| WHAT THIS EXERCISE ASKS |
A – Could you condense the paragraph beginning "When I was healthier" in the passage on living with cystic fibrosis into a short list of its main facts?
B – Can you resume the passage on living with cystic fibrosis and carry it on from the point where it stops?

| READING PASSAGE |
───

When I was healthier I clubbed 6 nights a week, went travelling round Europe and N America. I wouldn't let anything stop me, there wasn't any limit on life. However, my lung function is now around 30% and I can't do the things I once did, no more clubbing, no more free travelling without care. However, I still live to the best of my ability, but I do live with that fear of catching a bug or having a lung collapse that could really screw me over. When I was 40-50% lung function I still didn't have a care, just like the lady, but now I have no choice but to be wary. My perspective, as does others, alters with decline. Whilst some say they live life to the limit, the point is that there are limits and those limits change.

I, like I'm sure others with CF have sometimes queried others for the way they deal with their CF. For example, I've never understood why some people with CF don't disclose their CF? It isn't anything to be ashamed of, you won't be stoned for it. In fact, to step up and say 'I have CF' I believe is the stronger thing to do, it means you are content with having it, you don't need to hide it and as a result any dips in health or treatment can be properly confronted without feeling you need to hide behind a curtain. In a similar way individuals are open about being gay, religious or ginger, people with conditions of health should be open too. Not that I'm comparing them all, I'm just saying that in this day and age people should be open and allowed to be who they are and not feel the need to hide a condition in fear of being treated differently. The point here is that people with CF choose to deal with CF in different ways.

───

| PROVIDED INFORMATION |
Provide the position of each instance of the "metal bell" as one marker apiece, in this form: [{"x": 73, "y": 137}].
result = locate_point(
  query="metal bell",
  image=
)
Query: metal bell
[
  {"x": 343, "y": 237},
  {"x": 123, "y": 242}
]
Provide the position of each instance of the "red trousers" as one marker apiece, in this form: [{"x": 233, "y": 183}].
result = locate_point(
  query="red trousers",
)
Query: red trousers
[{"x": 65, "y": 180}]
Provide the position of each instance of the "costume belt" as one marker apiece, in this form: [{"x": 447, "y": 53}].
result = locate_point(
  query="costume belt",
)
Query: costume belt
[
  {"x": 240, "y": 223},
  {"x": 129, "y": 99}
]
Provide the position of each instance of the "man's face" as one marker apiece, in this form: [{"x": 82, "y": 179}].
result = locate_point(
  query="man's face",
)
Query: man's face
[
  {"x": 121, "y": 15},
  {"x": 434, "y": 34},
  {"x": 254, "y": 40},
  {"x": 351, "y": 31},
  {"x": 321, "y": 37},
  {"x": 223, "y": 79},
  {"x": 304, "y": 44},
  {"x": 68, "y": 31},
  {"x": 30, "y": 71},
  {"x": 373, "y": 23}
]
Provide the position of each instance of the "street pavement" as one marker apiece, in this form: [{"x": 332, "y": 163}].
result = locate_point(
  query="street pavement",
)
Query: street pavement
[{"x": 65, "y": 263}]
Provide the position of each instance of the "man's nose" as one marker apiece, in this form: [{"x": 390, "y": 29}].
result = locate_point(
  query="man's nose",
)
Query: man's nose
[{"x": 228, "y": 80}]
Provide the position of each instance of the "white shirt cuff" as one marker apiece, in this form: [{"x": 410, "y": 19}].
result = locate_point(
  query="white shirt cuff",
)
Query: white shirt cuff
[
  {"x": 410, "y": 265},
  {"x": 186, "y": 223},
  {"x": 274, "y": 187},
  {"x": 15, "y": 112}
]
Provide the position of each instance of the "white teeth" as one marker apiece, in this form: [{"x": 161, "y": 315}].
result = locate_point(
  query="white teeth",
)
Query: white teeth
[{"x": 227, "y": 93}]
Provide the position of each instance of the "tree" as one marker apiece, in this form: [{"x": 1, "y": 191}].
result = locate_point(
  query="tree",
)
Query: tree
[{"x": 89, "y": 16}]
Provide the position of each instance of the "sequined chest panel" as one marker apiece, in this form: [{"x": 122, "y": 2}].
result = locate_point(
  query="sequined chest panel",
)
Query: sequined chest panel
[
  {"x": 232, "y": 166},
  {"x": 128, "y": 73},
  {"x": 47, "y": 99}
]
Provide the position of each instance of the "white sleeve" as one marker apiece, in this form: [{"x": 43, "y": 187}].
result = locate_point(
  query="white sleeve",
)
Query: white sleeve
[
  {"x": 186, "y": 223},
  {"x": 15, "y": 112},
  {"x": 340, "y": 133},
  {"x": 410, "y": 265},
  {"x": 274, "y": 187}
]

───

| ANSWERS BY ITEM NUMBER |
A –
- When healthier, the writer went clubbing six nights a week and traveled around Europe and North America, with no limits on life.
- Lung function is now around 30%, so clubbing and carefree travel are no longer possible.
- The writer still lives as fully as possible but fears catching a bug or having a lung collapse.
- At 40–50% lung function there was still no worry; now being wary is unavoidable.
- Perspective shifts as health declines: there are limits, and those limits change.

B –
Having said all that, I cannot say to someone else with CF 'that's the wrong way to deal with CF'. Some people like to disclose they have CF, some don't. Some people like to live life with CF burning short but bright, while others like to be a dull glow for a long time. We all deal with our CF differently and have different techniques, aspirations and philosophies on how to deal with CF. So my point, whilst perhaps on occasion being slightly hypocritical, is that, the lady cannot be critical of others for letting CF 'get in the way'. Her limits are not the same as someone's on the transplant list and on o2 24/7. I think Gandalf said it best to Frodo,

Frodo: 'I wished the ring had never come to me. I wish none of this had never happened'.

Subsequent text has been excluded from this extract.